Task 1. Name each R function called in the two lines of code that Adamm's answer gives in the R coefficients question.

=-=-=-=-=

Yashwanth
Yashwanth

Reputation: 79

How to save coefficients of polynomial linear model of degree 2 and make predicton later in R?

I have 50k customers data. I have to fit a poly linear model for each customer and save coefficients instead of saving the complete model. I want to multiply these coefficients with input features data and get a response value. for one customer model looks like ,

data <- data.table(x=c(6.831,20.34083,33.85067, 47.3605, 60.87033, 74.38017, 87.89),
           y=c(0.2098555,0.1593422,0.1191542,0.08804057,0.06445684,0.0468659 
               0.03390175))
model2 <- lm(y ~ poly(x, 2), data)
predict.lm(model2, data[,"x"])

I'll fit a model using this data . in future I get matrix 50k x 7, where each row represents data points for the model, I have to make a prediction on each row using respective customer's model

Upvotes: 0

Views: 398

Answers (2)

Adamm
Adamm

Reputation: 2306

Triss answer is correct, however I'd like to also leave a few words. Firstly show several rows of your data. Yes you can save the coefficients in df and use them later, you can just use below commands in loop:

coefs <- t(as.data.frame(coef(model2)))
res <- rbind(res,coefs)

=-=-=-=-=

Task 2. In the records, replace "terracotta" with "clay" in everything from the line containing "Question. Locate the terracotta" down to the end of the records, then return those lines.

Items from a dataset.

=-=-=-=-=

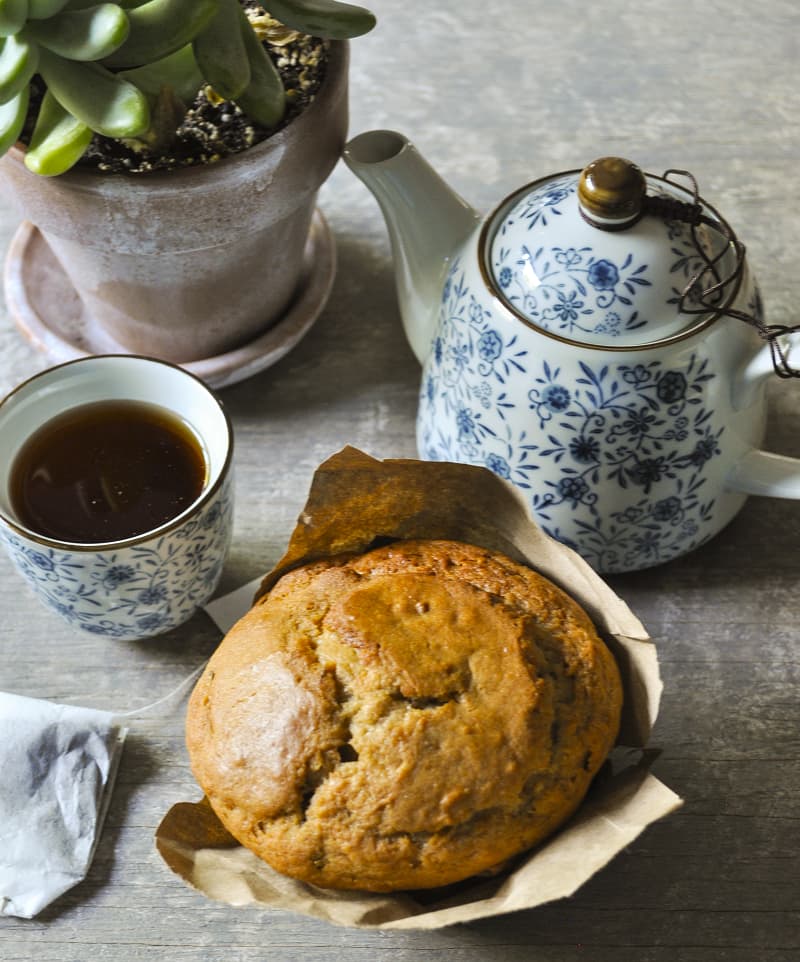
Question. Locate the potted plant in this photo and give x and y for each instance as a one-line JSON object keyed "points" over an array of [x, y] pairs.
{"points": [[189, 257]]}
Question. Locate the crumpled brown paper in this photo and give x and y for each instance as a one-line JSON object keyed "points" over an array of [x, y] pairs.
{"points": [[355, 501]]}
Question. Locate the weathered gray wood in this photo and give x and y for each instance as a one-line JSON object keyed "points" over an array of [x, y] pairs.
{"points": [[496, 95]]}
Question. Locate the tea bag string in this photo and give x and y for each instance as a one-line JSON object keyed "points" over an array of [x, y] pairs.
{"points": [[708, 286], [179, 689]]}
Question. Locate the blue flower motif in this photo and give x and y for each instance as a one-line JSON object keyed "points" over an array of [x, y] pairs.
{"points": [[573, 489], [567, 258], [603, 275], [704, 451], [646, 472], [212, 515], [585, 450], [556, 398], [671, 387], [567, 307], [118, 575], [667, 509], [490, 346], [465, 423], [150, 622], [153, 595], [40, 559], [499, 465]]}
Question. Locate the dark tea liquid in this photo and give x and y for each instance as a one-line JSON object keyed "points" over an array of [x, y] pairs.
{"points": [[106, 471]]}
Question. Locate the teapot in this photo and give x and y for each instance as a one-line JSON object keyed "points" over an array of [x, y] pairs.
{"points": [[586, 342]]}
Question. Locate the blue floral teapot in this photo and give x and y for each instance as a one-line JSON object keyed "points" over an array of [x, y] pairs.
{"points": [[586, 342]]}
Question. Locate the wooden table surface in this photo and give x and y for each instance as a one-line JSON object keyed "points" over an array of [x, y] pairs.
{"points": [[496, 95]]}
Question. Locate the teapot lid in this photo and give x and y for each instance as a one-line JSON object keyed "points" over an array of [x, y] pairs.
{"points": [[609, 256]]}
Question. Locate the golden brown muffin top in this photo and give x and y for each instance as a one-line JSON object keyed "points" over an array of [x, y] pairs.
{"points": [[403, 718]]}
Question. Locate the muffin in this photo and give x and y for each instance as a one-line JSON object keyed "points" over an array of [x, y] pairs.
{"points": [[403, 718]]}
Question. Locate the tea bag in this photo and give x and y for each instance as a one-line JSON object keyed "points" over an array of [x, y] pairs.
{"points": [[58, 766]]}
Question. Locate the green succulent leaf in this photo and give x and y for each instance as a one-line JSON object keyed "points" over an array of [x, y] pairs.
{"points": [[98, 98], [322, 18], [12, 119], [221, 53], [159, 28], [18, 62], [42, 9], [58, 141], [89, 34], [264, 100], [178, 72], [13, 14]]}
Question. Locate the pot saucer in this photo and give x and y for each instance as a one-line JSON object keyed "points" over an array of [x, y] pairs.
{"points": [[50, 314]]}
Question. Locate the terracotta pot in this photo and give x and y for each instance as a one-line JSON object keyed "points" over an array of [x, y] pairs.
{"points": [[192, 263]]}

=-=-=-=-=

Output 1. t, as.data.frame, coef, rbind

Output 2.
Question. Locate the clay pot in this photo and give x and y for each instance as a one-line JSON object keyed "points" over an array of [x, y] pairs.
{"points": [[192, 263]]}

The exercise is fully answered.